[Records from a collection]
--- START ---

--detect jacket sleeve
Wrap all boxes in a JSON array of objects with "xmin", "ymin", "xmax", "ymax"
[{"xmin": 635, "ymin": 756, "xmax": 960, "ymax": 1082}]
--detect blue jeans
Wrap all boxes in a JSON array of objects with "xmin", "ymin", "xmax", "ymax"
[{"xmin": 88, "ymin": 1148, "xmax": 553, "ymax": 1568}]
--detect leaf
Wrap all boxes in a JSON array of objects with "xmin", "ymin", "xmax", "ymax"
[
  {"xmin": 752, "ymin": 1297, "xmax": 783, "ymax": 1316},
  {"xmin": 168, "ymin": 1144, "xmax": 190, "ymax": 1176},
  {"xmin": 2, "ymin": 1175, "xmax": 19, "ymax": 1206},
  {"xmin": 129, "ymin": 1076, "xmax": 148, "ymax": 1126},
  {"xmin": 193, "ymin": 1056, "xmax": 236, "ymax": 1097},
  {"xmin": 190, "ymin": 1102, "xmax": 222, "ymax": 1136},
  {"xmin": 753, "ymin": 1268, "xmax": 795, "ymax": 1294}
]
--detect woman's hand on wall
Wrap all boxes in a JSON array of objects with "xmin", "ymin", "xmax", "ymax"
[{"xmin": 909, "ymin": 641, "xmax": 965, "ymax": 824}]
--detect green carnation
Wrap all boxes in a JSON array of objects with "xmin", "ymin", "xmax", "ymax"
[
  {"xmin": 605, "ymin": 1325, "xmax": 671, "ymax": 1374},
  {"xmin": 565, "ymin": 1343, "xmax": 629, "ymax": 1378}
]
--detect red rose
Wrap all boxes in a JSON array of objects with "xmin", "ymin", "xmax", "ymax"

--- END ---

EXERCISE DESCRIPTION: Each line of the records that contains the string "detect" must be copied.

SOLUTION FOR THIS PROBLEM:
--detect jacket sleeve
--detect blue jeans
--detect leaf
--detect woman's hand on wall
--detect green carnation
--detect red rose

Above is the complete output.